任务要求
下面这篇摘录的"标签"一行里列出了哪些标签?请全部写出来。

━━ 摘录 ━━

如何在Chrome上使用VBA Selenium从<div>抓取<h2>文本并在SpreadSheet中插入日期?

时间:2019-02-12 15:28:27

标签: excel vba selenium web-scraping selenium-chromedriver

我一直在为一个项目学习VBA,但是我无法从html中抓取某些元素并将它们填充到excel电子表格中。

我使用的代码未返回任何错误,从我所看到的应该可以正常工作。

这是我的VBA代码:

Option Explicit

Public Sub GrabShipping()

    Dim t As Date

    Dim ele As Object

    Dim driver As New ChromeDriver

    Dim post As WebElement

    Dim i As Integer

    Dim mysheet As Worksheet


    Const MAX_WAIT_SEC As Long = 10
    Const INURL = "https://ss3.shipstation.com/#/dashboard"
    Const URL = "https://ss3.shipstation.com/"

    Set mysheet = Sheets("Main")

━━━
━━ 条目 ━━

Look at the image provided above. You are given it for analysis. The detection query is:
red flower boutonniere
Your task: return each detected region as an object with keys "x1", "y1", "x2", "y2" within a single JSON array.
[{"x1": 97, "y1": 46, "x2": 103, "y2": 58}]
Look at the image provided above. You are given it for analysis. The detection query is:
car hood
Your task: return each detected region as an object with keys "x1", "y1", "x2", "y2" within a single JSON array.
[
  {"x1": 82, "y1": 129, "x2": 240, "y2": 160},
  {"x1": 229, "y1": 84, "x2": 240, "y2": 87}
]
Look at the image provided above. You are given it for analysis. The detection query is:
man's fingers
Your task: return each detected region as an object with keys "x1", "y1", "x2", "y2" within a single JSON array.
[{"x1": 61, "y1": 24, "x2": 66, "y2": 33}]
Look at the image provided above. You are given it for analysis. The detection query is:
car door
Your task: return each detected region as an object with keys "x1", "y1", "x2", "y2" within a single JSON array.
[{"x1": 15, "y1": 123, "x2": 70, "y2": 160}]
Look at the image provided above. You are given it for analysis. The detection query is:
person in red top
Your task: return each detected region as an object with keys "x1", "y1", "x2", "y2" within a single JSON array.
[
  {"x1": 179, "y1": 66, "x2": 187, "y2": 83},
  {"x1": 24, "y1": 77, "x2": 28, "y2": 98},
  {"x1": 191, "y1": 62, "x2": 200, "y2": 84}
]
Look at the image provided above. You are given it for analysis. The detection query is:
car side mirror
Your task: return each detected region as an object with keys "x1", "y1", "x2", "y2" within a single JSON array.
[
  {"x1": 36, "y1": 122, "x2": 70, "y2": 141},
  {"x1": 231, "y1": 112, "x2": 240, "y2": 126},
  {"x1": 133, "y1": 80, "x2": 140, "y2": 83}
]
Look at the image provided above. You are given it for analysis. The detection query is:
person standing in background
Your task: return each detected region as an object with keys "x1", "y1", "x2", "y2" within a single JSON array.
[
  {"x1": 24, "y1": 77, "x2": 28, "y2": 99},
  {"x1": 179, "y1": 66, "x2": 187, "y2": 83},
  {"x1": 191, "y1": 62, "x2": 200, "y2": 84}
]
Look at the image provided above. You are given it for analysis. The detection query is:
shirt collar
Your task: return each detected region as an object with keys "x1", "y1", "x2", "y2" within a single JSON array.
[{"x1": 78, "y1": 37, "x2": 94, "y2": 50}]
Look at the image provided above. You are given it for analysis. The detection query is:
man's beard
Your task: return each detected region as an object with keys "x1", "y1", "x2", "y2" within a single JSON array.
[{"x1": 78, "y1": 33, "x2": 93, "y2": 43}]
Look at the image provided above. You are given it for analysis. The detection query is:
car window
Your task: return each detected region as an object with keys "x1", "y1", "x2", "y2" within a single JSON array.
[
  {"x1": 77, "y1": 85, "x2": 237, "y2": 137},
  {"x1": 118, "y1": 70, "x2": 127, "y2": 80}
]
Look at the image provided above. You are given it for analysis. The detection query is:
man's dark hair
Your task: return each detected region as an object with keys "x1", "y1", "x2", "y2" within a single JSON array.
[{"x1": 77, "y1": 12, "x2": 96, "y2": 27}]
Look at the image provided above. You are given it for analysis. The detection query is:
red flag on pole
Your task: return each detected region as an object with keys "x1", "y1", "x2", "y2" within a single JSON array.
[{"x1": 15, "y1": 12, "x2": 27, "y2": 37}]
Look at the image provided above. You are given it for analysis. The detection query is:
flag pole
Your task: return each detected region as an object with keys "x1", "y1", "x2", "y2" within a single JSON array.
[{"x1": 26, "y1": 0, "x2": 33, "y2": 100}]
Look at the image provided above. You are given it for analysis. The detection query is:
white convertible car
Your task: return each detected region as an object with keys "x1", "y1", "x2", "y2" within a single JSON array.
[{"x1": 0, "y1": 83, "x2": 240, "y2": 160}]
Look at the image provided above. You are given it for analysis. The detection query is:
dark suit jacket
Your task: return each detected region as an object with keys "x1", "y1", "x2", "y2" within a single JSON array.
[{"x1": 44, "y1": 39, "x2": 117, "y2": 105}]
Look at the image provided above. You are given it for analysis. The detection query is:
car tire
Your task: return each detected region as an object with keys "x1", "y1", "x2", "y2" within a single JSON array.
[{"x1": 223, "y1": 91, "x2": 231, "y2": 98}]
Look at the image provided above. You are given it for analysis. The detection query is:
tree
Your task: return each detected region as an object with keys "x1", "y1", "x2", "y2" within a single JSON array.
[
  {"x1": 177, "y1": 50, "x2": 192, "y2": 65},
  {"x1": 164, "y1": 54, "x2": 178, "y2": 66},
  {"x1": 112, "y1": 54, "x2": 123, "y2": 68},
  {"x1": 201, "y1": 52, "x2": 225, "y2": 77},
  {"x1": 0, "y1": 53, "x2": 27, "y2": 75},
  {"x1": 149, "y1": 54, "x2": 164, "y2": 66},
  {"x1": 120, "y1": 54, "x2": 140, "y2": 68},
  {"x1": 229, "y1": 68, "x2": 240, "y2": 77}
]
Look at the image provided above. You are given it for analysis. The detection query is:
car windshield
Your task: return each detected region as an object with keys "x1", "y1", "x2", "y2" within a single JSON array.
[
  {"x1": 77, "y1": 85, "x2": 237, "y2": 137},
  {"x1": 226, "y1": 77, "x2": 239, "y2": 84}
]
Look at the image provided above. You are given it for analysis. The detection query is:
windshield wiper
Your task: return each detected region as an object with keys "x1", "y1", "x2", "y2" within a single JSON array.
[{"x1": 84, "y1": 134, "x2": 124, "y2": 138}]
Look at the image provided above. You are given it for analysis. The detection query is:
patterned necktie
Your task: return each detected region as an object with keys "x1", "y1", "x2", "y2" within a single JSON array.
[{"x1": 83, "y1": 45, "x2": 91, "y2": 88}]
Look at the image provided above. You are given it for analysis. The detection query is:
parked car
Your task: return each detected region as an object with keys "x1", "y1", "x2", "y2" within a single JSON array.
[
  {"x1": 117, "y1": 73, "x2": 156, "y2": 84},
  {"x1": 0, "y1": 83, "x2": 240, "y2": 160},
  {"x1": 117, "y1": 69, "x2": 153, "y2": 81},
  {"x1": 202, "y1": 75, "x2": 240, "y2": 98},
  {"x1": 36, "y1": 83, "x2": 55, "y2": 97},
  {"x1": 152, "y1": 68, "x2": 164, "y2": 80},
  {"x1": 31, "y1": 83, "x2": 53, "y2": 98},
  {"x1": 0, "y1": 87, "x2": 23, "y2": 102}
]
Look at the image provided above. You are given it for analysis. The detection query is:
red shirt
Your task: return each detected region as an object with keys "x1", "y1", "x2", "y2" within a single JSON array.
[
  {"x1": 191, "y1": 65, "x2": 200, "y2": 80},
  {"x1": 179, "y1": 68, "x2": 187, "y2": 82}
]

━━━

任务结果
excel、vba、selenium、web-scraping、selenium-chromedriver